Data excerpts:
****************

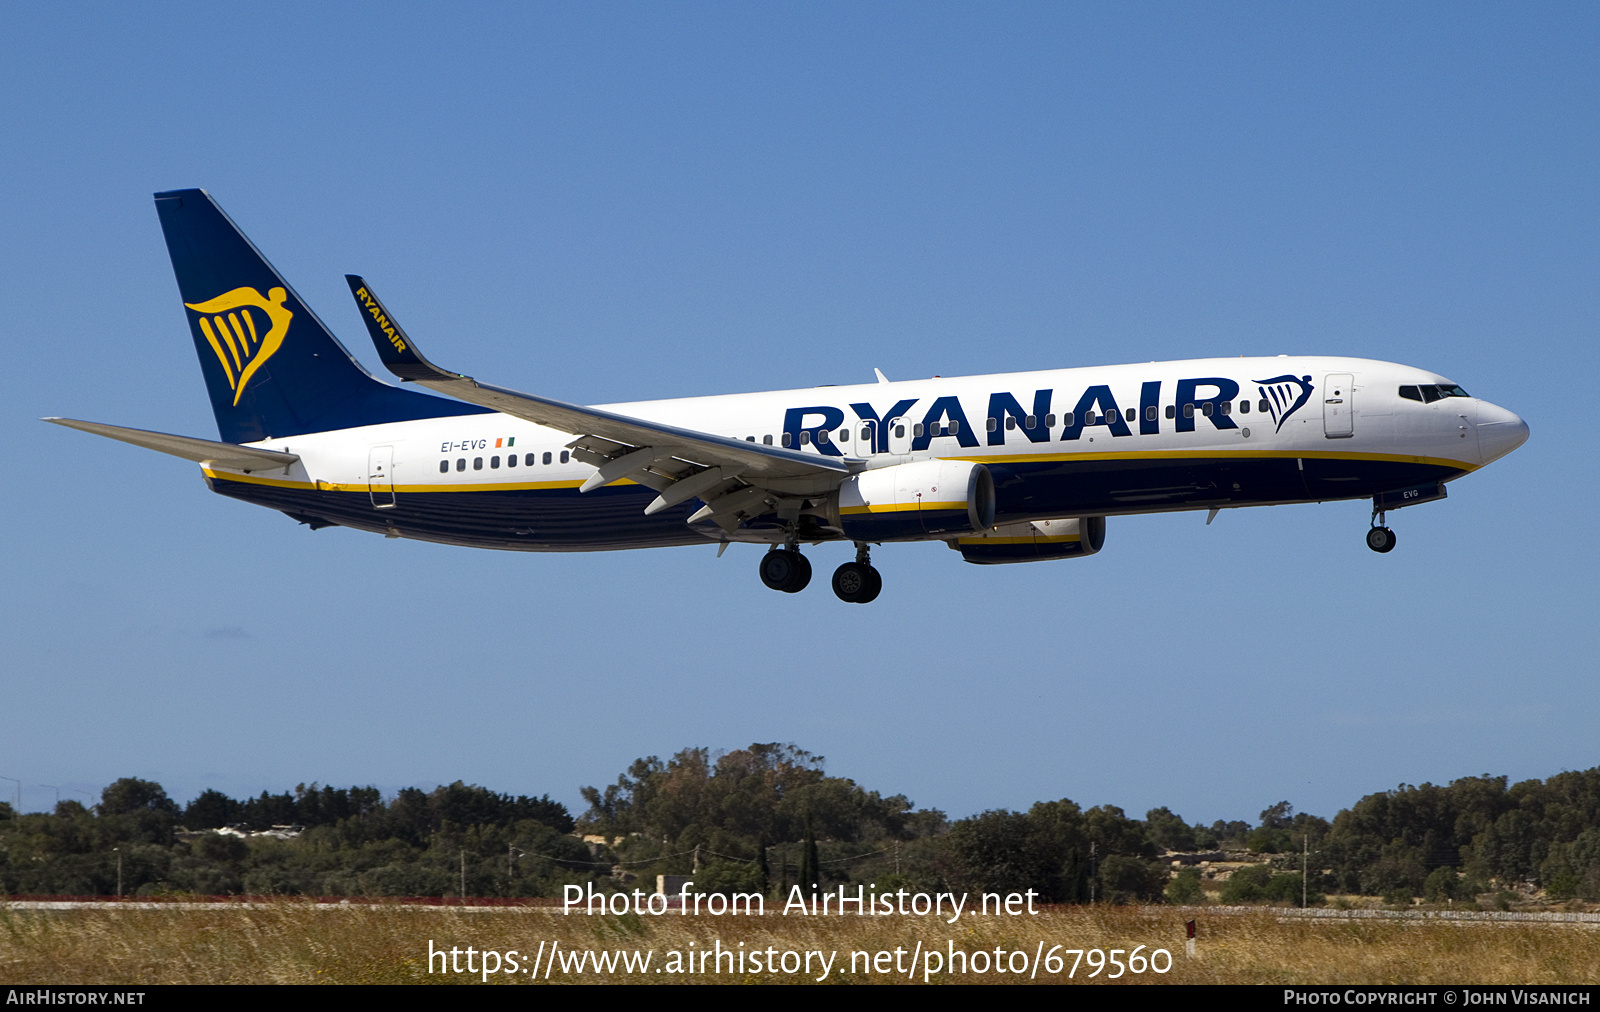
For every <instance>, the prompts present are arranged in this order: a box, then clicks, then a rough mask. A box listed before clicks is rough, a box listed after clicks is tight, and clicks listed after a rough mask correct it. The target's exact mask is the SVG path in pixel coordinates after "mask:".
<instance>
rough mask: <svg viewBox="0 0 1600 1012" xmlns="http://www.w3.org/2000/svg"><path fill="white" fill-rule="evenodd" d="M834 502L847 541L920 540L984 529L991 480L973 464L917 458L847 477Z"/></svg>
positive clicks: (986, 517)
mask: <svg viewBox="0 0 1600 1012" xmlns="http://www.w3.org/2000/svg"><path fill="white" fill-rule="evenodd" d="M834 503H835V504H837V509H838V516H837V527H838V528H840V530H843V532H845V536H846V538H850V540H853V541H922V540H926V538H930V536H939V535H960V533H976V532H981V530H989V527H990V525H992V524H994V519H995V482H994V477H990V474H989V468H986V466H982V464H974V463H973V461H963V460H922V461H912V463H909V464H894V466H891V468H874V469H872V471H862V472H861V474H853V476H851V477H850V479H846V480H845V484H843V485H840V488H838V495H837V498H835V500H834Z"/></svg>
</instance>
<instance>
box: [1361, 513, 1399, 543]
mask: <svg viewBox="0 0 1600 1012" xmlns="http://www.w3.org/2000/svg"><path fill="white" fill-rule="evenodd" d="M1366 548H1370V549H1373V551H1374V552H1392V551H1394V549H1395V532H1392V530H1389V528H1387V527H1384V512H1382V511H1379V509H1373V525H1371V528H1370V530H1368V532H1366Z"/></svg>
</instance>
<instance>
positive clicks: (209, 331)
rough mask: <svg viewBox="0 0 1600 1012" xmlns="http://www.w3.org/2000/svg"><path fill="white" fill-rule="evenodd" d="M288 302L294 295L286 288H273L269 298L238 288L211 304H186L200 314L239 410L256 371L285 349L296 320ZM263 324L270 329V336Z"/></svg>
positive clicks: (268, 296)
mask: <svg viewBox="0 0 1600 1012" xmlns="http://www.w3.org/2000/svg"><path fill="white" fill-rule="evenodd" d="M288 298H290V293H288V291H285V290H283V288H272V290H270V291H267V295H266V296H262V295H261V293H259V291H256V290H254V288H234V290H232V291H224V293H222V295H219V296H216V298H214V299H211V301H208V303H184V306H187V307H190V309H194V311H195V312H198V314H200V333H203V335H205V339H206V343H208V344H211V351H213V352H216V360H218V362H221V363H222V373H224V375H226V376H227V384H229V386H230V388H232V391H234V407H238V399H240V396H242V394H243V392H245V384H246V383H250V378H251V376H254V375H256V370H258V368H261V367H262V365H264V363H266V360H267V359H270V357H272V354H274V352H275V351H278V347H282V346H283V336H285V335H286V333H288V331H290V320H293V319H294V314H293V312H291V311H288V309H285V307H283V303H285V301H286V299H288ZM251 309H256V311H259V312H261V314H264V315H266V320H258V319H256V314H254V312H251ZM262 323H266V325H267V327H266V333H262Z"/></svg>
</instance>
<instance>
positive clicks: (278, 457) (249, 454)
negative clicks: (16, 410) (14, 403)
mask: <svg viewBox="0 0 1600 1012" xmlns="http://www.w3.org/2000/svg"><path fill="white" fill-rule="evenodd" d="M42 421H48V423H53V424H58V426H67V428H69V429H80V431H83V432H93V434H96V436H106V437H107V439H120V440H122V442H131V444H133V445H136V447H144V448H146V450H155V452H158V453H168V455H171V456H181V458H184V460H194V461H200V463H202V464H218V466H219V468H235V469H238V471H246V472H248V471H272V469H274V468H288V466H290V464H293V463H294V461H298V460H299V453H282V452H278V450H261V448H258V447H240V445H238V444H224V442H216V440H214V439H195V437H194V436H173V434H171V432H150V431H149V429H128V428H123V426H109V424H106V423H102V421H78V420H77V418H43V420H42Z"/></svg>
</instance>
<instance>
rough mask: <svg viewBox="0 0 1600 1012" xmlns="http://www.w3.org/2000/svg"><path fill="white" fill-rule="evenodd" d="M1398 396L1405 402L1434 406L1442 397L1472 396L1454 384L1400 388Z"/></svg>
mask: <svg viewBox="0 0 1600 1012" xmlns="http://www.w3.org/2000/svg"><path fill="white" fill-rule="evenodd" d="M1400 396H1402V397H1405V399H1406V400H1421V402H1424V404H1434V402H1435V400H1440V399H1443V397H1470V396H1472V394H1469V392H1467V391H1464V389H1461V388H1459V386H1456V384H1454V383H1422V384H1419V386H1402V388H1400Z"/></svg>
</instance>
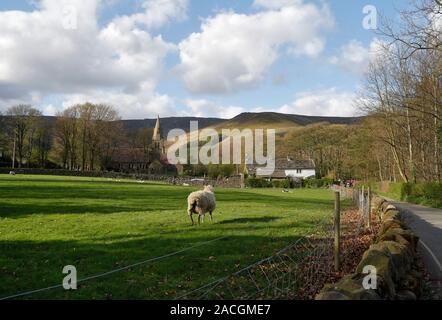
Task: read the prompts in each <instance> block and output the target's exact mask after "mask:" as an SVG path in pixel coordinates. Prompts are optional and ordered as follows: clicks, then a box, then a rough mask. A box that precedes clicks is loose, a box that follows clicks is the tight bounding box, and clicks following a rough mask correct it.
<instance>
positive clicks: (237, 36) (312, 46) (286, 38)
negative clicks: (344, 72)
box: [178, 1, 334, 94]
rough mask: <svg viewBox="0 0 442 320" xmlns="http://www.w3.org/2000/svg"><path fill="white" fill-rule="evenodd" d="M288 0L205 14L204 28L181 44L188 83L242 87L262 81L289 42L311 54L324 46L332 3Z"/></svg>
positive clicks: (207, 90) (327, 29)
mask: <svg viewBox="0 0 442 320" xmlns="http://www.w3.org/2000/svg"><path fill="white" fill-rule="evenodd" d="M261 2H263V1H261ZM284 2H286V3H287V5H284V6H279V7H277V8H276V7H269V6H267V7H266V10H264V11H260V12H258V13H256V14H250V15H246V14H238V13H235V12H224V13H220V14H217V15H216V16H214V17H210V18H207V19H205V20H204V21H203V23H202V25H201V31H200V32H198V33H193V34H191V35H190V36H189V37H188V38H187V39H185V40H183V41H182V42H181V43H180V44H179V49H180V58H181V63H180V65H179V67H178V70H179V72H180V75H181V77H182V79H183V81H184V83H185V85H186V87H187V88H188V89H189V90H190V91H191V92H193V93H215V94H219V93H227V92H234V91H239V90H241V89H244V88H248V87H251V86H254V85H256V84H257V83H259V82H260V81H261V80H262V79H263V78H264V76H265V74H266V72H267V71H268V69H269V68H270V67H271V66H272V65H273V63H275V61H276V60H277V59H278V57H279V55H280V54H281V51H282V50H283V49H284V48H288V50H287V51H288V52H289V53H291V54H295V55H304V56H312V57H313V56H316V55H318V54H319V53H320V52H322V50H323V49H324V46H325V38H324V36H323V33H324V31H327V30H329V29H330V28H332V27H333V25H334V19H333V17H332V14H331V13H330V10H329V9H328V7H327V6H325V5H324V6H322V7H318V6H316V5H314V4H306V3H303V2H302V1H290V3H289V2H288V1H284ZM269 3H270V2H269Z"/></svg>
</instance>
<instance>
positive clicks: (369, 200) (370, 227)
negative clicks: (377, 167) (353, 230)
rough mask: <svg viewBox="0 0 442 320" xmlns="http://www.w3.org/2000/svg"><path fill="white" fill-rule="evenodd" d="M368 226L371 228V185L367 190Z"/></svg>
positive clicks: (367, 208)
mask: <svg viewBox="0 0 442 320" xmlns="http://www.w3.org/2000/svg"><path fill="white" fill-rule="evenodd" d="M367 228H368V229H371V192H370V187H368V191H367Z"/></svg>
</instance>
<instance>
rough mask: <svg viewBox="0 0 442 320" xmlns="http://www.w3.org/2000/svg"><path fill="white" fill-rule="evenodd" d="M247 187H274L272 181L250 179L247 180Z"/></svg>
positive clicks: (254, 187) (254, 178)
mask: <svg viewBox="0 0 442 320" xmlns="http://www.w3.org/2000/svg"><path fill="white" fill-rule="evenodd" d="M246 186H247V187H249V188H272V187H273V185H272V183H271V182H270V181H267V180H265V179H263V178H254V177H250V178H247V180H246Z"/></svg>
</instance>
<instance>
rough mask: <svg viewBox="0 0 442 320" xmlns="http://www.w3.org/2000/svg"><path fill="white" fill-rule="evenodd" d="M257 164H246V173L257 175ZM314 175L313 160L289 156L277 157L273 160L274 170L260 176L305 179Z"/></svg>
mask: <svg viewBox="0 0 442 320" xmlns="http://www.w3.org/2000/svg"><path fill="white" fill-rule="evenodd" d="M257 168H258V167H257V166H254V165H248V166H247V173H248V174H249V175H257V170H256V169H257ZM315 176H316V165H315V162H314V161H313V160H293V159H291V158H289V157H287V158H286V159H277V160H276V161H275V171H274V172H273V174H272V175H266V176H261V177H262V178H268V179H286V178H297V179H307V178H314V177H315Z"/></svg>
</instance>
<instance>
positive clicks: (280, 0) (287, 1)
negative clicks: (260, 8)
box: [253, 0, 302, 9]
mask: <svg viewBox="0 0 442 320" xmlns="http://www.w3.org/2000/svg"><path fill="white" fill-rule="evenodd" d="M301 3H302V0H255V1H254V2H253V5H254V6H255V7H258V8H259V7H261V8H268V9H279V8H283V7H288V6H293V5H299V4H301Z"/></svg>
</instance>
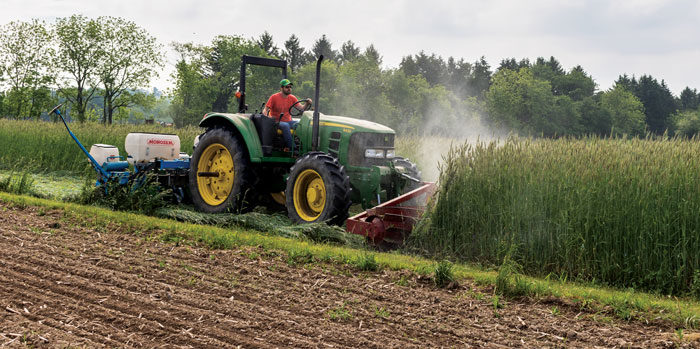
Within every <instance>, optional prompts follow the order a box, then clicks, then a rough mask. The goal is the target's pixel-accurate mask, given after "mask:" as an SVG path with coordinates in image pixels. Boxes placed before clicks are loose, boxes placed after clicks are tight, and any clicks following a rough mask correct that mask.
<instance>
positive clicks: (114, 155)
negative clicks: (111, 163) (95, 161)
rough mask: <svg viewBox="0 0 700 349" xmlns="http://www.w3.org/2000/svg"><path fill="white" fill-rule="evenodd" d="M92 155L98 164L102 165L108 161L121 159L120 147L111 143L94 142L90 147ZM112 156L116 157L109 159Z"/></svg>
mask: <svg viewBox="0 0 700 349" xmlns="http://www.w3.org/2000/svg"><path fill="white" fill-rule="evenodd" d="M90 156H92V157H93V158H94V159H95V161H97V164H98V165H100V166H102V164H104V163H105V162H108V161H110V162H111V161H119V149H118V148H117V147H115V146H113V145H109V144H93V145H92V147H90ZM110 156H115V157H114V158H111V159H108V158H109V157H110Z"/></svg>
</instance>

****************

▶ _EXERCISE GOAL_
For every line of the data above that contains "loose", copy that line.

▶ _SOLUTION FOR THIS PROBLEM_
Task: read the prompts in each <instance> block and output the target's exact mask after "mask:" as an SVG path in pixel coordinates. Prompts are optional and ordered as follows: clicks, then a box, then a rough mask. A box that precedes clicks is loose, a box that follows clicks is the tight bounding box, and clicks following a rough mask correct it.
Within every <instance>, optional prompts follow the order a box, then clicks, then a rough mask. The goal is the target's pixel-accurate mask, given after "mask:" as an SVG path with coordinates in image pixels. Boxes placed before clicks are loose, boxes placed after clicks are tight, and any clicks following a rough mask correct that mask.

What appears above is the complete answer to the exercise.